Aim:
How many lines in the records below contain the string "wing"? Case counts. Reply with the number alone.

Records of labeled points
* * *

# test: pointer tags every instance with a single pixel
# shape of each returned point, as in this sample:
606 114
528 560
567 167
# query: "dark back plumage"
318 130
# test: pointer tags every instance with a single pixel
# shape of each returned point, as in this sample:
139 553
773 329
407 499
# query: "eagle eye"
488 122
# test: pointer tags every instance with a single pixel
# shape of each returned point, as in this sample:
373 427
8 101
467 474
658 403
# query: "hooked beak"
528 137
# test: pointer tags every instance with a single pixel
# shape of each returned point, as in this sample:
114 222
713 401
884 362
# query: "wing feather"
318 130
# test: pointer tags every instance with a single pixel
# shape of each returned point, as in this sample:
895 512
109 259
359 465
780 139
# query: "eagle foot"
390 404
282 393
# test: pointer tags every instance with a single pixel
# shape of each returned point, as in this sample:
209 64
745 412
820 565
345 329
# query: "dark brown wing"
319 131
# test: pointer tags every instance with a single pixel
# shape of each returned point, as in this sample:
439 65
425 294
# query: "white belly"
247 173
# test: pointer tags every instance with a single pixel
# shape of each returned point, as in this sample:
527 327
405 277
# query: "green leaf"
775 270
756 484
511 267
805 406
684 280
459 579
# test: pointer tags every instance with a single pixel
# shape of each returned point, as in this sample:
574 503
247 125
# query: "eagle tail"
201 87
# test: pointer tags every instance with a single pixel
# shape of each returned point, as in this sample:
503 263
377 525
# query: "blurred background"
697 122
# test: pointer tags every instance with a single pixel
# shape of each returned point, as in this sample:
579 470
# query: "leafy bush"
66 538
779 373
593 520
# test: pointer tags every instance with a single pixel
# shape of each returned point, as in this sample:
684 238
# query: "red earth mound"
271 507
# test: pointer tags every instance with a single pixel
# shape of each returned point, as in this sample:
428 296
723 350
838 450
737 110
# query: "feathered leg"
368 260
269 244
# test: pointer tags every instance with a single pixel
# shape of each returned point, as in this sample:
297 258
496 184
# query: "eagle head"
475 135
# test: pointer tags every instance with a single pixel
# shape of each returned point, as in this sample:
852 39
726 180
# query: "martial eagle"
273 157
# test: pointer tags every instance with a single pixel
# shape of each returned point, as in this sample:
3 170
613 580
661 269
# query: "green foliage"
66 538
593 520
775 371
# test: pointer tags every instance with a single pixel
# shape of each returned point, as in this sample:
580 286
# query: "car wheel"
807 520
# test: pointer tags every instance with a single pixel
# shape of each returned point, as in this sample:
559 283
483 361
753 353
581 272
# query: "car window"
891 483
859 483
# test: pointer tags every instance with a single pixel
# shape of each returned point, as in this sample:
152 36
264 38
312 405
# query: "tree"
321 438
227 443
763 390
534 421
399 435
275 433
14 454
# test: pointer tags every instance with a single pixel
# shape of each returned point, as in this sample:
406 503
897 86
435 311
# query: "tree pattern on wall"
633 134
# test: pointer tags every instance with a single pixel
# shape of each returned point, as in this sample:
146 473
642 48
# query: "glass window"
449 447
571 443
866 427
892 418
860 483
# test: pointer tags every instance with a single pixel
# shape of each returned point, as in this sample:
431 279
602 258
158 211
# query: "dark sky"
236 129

* * *

Result:
2